* [WHAT IS BEING ASKED] Edit the rows that begin with the line containing "Place a point on each instance of the stack" and continue to the final row: write them out again with "eyebrow" changed to "eyelash" and everything else left as it is.

* [MATERIAL SUPPLIED]
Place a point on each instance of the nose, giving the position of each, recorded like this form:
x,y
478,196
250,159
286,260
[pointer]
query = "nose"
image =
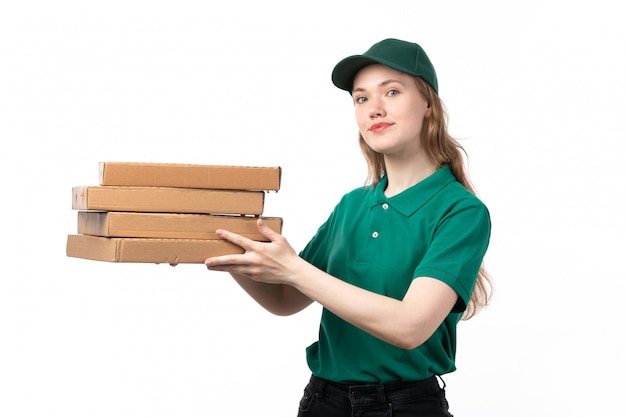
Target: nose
x,y
376,108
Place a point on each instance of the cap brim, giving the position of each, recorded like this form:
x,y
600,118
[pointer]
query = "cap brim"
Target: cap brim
x,y
344,72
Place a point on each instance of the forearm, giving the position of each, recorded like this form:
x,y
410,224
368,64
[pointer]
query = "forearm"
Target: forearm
x,y
404,323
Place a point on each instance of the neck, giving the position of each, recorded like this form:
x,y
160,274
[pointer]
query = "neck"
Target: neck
x,y
403,176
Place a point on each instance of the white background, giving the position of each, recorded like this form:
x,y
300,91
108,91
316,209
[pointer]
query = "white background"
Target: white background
x,y
534,90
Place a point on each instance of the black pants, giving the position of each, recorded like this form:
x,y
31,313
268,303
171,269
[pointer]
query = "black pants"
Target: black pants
x,y
324,398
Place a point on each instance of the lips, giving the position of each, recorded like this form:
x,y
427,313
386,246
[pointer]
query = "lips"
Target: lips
x,y
379,127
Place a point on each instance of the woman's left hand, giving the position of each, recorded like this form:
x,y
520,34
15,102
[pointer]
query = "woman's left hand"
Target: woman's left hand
x,y
273,262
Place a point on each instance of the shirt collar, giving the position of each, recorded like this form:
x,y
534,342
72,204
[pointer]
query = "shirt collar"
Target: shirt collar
x,y
413,198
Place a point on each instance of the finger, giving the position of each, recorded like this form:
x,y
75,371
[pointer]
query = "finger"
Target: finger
x,y
238,240
222,262
267,231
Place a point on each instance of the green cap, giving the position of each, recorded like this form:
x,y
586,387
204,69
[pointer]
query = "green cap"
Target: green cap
x,y
400,55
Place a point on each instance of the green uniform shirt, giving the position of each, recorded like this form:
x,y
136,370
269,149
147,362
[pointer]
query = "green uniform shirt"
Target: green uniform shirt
x,y
437,229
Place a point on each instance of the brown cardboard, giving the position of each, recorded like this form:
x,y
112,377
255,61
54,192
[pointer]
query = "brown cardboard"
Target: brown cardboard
x,y
170,225
145,174
168,251
167,200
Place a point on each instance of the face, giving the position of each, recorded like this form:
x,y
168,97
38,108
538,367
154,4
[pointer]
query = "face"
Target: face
x,y
389,110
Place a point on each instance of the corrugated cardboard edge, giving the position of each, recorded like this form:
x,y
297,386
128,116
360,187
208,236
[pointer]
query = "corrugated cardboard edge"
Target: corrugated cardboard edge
x,y
137,250
254,178
170,225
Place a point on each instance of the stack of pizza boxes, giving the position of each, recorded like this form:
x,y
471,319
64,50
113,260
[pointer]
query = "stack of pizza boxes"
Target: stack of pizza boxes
x,y
168,213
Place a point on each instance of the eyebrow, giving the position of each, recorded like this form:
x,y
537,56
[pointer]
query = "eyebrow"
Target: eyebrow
x,y
382,84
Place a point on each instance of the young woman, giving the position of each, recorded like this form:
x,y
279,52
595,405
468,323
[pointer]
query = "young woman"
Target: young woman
x,y
398,262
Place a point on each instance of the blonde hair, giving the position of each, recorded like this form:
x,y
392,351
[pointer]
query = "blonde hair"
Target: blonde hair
x,y
442,149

* [CORRECT ANSWER]
Place a point on each instance of the stack of pizza boxes, giving the position of each, recorded like this form:
x,y
471,319
64,50
113,260
[pointer]
query = "stack of pizza boxes"
Target: stack of pizza boxes
x,y
168,213
Place a point on each instance of the eyelash, giving the position of each, recorded like this form:
x,y
537,56
[pointer]
query = "eyelash"
Target: eyelash
x,y
382,84
Place a point on each instance of the young woman, giving the position of each, recorded like this form:
x,y
279,52
595,405
468,323
[pointer]
query = "young woman"
Target: young woman
x,y
398,262
Place a point on each instance of the blonde hair, giving the position of each, recorded like this form:
x,y
392,351
[pointer]
query = "blonde hair"
Target: blonde hair
x,y
442,149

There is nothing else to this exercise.